Preoperative antibiotic exposure led to a significant decrease in microbiologic yield of operative cultures among patients with native joint septic arthritis, researchers found.

These findings, which were initially reported at the Musculoskeletal Infection Society Annual Meeting, were recently published in Clinical Infectious Diseases.

Antibiotic prescribing Adobe Stock 1
Patients with native joint septic arthritis given preoperative antibiotic exposure had a significant decrease in microbiologic yield of operative cultures. Image: Adobe Stock.

“We noticed that there was an existing knowledge gap in the literature regarding the effect of preoperative antibiotic therapy on operative culture yield for native joint septic arthritis (NJSA) diagnosis and given this,” Ryan B. Khodadadi, MD, chief fellow in Mayo Clinic’s division of public health, infectious diseases, and occupational medicine, told Healio.

“We were hoping to learn more about the potential impact of antibiotic therapy on diagnostic accuracy for diagnosis of this condition,” he said.

The researchers retrospectively reviewed cases of NJSA among adult patients who underwent surgery at four Mayo Clinic facilities between 2012 and 2021. According to the study, they analyzed the effect of preoperative antibiotics on operative culture (OC) yield through a paired analysis of preoperative culture (POC) and OC results using logistic regression.

In total, 299 patients with NJSA affecting 321 joints were included in the study. The study showed that yield significantly decreased among the patients who received preoperative antibiotics, with 68% POC being positive before surgery and 57.1% OC remaining positive after antibiotic exposure (P < .001).

> _Information supplied_:
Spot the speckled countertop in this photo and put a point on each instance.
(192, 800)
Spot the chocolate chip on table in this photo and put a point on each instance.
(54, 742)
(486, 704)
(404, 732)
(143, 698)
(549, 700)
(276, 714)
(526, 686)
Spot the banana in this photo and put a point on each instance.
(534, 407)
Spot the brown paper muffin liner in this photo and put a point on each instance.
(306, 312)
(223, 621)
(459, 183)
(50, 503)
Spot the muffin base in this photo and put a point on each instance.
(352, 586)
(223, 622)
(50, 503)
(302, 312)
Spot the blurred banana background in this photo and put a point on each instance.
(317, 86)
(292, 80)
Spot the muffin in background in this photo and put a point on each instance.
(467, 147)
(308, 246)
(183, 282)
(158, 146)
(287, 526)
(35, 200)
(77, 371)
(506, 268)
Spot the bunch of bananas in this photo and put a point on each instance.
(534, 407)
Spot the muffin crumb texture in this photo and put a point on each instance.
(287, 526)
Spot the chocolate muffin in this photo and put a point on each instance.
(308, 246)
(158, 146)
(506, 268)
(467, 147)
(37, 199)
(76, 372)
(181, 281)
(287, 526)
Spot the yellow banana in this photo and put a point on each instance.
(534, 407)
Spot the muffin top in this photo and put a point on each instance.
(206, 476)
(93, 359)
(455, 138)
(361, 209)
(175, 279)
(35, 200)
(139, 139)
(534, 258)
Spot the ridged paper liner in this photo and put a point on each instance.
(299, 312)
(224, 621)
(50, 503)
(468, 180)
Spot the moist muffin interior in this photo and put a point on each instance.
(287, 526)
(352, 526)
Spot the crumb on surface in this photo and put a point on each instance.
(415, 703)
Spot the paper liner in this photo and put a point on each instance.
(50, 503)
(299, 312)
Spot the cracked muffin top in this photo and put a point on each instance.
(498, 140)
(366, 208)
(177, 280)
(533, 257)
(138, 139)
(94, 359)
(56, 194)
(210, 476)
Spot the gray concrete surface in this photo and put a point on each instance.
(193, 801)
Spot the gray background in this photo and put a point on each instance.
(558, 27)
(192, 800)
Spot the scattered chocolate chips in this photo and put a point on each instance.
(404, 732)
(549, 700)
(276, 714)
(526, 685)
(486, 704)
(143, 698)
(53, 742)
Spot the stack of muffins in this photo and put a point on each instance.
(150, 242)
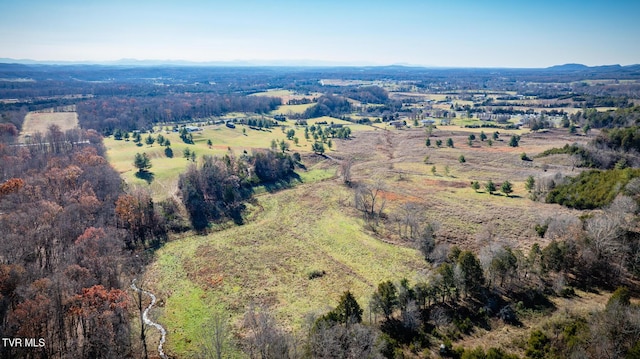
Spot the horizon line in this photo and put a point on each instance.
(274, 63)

---

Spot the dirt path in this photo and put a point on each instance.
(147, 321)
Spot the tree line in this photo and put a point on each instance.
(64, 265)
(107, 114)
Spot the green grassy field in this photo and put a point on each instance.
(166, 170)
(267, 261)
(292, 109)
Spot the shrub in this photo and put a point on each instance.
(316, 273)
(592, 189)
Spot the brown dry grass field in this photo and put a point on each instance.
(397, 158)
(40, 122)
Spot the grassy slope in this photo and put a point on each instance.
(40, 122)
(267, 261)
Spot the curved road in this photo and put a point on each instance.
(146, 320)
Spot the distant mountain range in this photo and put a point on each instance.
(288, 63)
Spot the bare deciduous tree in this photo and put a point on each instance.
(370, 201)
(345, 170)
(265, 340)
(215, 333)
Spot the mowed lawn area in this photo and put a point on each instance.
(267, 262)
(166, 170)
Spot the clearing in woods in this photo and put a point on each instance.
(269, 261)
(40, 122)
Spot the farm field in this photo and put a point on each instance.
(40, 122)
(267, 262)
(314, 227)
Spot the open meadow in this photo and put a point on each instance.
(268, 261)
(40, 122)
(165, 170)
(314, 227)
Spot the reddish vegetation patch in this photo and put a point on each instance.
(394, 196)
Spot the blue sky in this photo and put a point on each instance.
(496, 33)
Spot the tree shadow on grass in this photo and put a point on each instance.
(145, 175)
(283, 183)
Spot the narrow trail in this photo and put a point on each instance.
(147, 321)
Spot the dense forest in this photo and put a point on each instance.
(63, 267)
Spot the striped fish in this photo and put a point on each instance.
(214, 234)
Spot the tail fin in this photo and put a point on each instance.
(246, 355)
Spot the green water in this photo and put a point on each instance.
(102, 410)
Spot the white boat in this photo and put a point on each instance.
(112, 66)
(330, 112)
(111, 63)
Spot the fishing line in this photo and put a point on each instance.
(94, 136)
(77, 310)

> _Things to do_:
1. In the septic arthritis article, give the stretch from "The researchers retrospectively" through "exposure (P < .001)." again with "patients" swapped for "participants".
2. Carry on the septic arthritis article from where it stops.

> _Written answers_:
1.
The researchers retrospectively reviewed cases of NJSA among adult participants who underwent surgery at four Mayo Clinic facilities between 2012 and 2021. According to the study, they analyzed the effect of preoperative antibiotics on operative culture (OC) yield through a paired analysis of preoperative culture (POC) and OC results using logistic regression.

In total, 299 participants with NJSA affecting 321 joints were included in the study. The study showed that yield significantly decreased among the participants who received preoperative antibiotics, with 68% POC being positive before surgery and 57.1% OC remaining positive after antibiotic exposure (P < .001).

2.
Among patients who did not receive preoperative antibiotics, there was a nonsignificant increase in culture positivity from 60.9% at POC to 67.4% at OC (P = .244).

Logistic regression analyses showed that preoperative antibiotic exposure was more likely to decrease positive OCs compared with nonexposure (OR = 2.12; 95% CI, 1.24-3.64). These patients also had a lower OC yield when given additional antibiotic doses (P < .001) and earlier antibiotic initiation (P < .001).

Based on these findings, Khodadadi said that this study emphasizes the importance of a “thoughtful stepwise approach” to antibiotic therapy and surgical management in NJSA, taking into account both the clinical urgency of early treatment and the potential impact on diagnostic accuracy.

“Given the significant decrease in microbiologic yield of operative cultures among patients exposed to antibiotics, we would recommend obtaining peripheral blood cultures and performing a diagnostic arthrocentesis prior to initiation of antibiotics to improve culture yield and inform the choice of definitive antibiotic therapy,” Khodadadi said. “From there, we would recommend administration of empiric preoperative antibiotic therapy followed by surgical joint evacuation.”